### [Requirement]
Reproduce each line of the listing exactly.

### [Records for the task]

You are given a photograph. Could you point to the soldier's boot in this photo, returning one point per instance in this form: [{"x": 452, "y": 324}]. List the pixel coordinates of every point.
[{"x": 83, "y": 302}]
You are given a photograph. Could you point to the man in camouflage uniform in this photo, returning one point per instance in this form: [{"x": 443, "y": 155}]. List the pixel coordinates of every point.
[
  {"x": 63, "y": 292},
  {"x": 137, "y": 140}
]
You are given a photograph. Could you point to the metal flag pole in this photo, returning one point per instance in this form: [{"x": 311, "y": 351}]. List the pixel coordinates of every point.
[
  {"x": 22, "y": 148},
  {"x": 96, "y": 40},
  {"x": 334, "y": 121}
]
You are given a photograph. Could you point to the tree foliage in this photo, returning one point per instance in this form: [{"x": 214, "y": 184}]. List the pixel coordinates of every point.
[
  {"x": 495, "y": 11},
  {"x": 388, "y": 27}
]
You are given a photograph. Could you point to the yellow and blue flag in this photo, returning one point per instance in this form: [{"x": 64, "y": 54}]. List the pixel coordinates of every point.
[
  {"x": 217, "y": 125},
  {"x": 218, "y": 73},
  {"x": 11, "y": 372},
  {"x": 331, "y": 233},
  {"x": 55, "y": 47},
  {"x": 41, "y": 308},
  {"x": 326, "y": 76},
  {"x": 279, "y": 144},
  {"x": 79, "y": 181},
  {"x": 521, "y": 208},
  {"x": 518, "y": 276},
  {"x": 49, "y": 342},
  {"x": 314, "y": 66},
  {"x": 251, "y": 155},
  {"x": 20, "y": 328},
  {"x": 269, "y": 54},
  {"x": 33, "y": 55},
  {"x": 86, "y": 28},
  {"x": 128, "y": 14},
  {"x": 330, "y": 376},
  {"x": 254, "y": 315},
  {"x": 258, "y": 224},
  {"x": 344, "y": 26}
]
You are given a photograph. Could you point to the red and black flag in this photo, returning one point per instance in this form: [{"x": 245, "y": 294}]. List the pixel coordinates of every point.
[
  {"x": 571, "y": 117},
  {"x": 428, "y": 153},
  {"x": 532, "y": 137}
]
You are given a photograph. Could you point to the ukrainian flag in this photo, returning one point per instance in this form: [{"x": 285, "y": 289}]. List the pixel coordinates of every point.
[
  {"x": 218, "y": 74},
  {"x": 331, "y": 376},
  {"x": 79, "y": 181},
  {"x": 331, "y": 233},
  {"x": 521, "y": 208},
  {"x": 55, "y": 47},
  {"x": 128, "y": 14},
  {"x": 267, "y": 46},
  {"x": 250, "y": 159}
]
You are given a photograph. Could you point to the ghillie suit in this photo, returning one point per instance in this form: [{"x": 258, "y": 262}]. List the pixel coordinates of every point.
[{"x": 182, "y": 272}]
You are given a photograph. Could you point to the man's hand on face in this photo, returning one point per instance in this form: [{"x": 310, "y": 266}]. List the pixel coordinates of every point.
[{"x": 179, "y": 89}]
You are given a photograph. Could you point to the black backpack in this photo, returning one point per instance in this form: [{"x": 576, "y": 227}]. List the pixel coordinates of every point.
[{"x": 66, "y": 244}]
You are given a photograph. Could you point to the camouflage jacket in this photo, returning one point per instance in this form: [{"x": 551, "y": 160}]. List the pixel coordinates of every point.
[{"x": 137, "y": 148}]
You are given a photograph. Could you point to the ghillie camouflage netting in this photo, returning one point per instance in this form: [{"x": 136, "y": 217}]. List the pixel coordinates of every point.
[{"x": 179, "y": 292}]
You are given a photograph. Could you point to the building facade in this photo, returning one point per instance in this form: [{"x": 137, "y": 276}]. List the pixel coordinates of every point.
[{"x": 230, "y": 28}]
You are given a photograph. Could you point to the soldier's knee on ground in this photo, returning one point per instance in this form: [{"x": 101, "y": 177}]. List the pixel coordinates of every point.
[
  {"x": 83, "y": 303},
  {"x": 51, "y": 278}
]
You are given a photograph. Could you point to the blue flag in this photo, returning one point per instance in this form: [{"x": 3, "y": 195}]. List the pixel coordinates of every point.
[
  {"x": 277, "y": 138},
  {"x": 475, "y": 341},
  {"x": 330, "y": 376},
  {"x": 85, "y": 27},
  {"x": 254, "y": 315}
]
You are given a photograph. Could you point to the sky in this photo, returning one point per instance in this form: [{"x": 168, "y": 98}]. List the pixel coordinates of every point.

### [Solution to this exercise]
You are given a photograph. Could you point to the soldier's boot in this photo, returning one point per instance in this form: [{"x": 452, "y": 324}]. List the pixel coordinates of every point.
[{"x": 83, "y": 302}]
You are given a photograph. Could you point to the man in camouflage uniform in this photo, returning one point per instance in this form: [{"x": 443, "y": 155}]. List the pixel coordinates of every point.
[
  {"x": 63, "y": 292},
  {"x": 137, "y": 140}
]
You are given a photograph. Could you point to the metal flag pole in this photo, returning one point per instance in this form: [{"x": 311, "y": 351}]. List the pixel coordinates of every point.
[
  {"x": 22, "y": 148},
  {"x": 96, "y": 40},
  {"x": 334, "y": 121}
]
You are given a photograph. Could you point to the tree foliage in this photo, returning one point per instance in this form: [{"x": 214, "y": 184}]. List the pixel coordinates of every point.
[
  {"x": 495, "y": 11},
  {"x": 388, "y": 27}
]
You are given a photograph. Could you point to the yellow and blue flag in this photo, returning one point per instance in this form: [{"x": 64, "y": 54}]. List the pixel coordinates of every point.
[
  {"x": 217, "y": 125},
  {"x": 218, "y": 73},
  {"x": 11, "y": 372},
  {"x": 331, "y": 233},
  {"x": 55, "y": 47},
  {"x": 41, "y": 308},
  {"x": 326, "y": 76},
  {"x": 279, "y": 144},
  {"x": 79, "y": 181},
  {"x": 521, "y": 208},
  {"x": 518, "y": 276},
  {"x": 49, "y": 342},
  {"x": 314, "y": 66},
  {"x": 251, "y": 155},
  {"x": 20, "y": 328},
  {"x": 269, "y": 54},
  {"x": 33, "y": 55},
  {"x": 86, "y": 28},
  {"x": 128, "y": 14},
  {"x": 330, "y": 376},
  {"x": 254, "y": 315},
  {"x": 258, "y": 224},
  {"x": 344, "y": 26}
]
You are given a photograph. Could you point to the red and black flag in this photo, returning one point per instance in this form: [{"x": 245, "y": 294}]. List the pixel coordinates of every point.
[
  {"x": 571, "y": 117},
  {"x": 428, "y": 153},
  {"x": 532, "y": 137}
]
You are given a photograph. Could you point to the ukrainian flag in this photo, returning one point per instance in this form: [{"x": 285, "y": 289}]. List the pixel coordinates of every point.
[
  {"x": 218, "y": 74},
  {"x": 331, "y": 376},
  {"x": 79, "y": 181},
  {"x": 331, "y": 233},
  {"x": 521, "y": 208},
  {"x": 55, "y": 47},
  {"x": 128, "y": 14},
  {"x": 267, "y": 46},
  {"x": 250, "y": 159}
]
You are given a photograph. Could you point to the ghillie suit in this photo, returning one point per instance in this form: [{"x": 258, "y": 262}]. List the pixel coordinates of every point.
[{"x": 182, "y": 272}]
You are given a photograph. Could you point to the man's hand on face in this photo, returning one point per instance in this form: [{"x": 310, "y": 266}]. List the pixel coordinates of every point.
[{"x": 179, "y": 89}]
You are given a photograph. Could you point to the black backpack in this photo, returning one point per instance in this form: [{"x": 576, "y": 227}]. List the pixel coordinates of every point.
[{"x": 66, "y": 244}]
You are given a photograph. Could you point to the camouflage jacket in this photo, returning one point per instance in this form: [{"x": 551, "y": 160}]. List the pixel coordinates of every point.
[{"x": 137, "y": 148}]
You are given a photograph. Could you point to the ghillie camouflage netting in this photo, returning one point per instance in this form: [{"x": 136, "y": 217}]. List the pixel coordinates of every point.
[{"x": 179, "y": 292}]
You are given a photograph. Could you point to the building facade in this photo, returning one point per instance in this form: [{"x": 137, "y": 276}]. List the pixel coordinates of every point.
[{"x": 230, "y": 28}]
You are given a photograph. Could you point to the soldier's knee on ground in this photo, returning one point per instance in this form: [{"x": 101, "y": 177}]. List the pixel coordinates of every point.
[
  {"x": 83, "y": 303},
  {"x": 51, "y": 278}
]
You are given a photograph. Could you point to the blue flag in this photo, returning one point per instance in this form: [{"x": 3, "y": 195}]. List the pixel coordinates of every point.
[
  {"x": 277, "y": 138},
  {"x": 475, "y": 341},
  {"x": 330, "y": 376},
  {"x": 85, "y": 27},
  {"x": 254, "y": 315}
]
You are given a photograph. Could you point to the sky in this photo, returning one point per instance in this form: [{"x": 168, "y": 98}]. List the pixel coordinates of every point.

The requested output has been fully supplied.